__Task goal__: Select and copy every line of the material below that contains the string "refrigerator", matching case exactly.

__Dataset__:

== == ==

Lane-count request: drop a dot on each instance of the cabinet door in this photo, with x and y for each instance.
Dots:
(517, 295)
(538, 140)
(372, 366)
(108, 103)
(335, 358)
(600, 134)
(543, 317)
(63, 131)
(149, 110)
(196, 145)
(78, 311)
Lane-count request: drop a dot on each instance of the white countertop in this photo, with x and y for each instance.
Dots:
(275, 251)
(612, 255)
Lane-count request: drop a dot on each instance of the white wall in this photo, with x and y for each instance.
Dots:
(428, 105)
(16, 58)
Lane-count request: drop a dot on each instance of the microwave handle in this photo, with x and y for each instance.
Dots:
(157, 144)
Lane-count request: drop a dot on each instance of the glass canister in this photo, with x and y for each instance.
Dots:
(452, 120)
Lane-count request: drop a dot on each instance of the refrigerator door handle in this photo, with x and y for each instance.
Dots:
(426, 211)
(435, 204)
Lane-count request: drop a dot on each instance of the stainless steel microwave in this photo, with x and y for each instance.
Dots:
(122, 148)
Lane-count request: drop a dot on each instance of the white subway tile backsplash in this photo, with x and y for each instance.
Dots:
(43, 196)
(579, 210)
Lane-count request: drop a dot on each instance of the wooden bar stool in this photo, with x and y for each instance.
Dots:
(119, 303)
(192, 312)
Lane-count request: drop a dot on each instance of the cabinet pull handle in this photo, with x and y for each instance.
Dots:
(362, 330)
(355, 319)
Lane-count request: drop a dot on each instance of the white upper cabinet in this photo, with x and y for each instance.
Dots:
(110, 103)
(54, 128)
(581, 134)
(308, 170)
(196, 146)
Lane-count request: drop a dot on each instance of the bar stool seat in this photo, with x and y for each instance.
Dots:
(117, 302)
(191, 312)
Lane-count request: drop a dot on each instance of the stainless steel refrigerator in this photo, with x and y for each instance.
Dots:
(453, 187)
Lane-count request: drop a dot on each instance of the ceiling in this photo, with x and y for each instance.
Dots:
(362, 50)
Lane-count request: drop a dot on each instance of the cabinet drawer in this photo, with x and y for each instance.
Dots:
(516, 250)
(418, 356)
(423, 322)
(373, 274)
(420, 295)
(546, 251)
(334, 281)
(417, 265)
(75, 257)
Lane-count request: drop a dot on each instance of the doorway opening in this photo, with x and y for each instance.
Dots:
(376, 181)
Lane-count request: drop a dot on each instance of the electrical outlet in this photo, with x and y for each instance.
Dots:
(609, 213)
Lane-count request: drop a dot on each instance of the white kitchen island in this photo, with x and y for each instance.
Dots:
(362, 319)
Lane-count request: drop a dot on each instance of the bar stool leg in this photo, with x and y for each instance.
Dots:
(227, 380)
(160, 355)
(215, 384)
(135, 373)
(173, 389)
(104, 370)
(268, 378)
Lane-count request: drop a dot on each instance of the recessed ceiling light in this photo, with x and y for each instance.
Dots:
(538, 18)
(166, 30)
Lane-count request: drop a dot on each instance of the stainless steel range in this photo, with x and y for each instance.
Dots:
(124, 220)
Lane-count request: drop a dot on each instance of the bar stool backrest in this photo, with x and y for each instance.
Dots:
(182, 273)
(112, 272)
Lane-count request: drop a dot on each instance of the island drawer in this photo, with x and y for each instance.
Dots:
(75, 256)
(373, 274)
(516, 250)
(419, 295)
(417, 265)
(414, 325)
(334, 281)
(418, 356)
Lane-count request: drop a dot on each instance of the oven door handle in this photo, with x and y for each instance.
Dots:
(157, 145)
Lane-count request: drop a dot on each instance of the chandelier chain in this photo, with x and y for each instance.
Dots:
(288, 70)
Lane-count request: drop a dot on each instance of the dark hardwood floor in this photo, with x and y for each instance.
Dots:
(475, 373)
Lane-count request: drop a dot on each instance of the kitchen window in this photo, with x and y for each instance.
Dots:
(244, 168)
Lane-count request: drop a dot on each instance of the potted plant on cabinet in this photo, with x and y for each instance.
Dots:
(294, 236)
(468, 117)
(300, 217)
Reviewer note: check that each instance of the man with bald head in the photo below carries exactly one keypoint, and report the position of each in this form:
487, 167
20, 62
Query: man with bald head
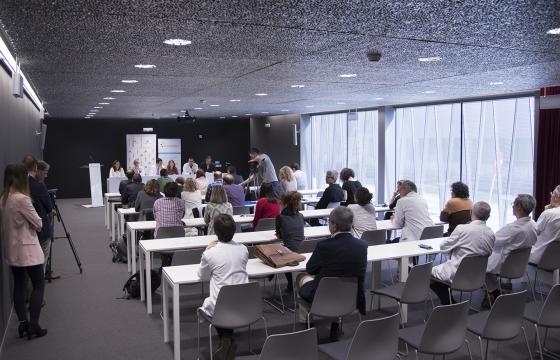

== == ==

__Reply to the task__:
Lane-count request: drop a dot on each instance of the refrigerator door handle in this photo, with x and y for each instance.
Lane-count request: drop a dot on each instance of the stainless steel refrigerator in this photo, with x and y for each instance.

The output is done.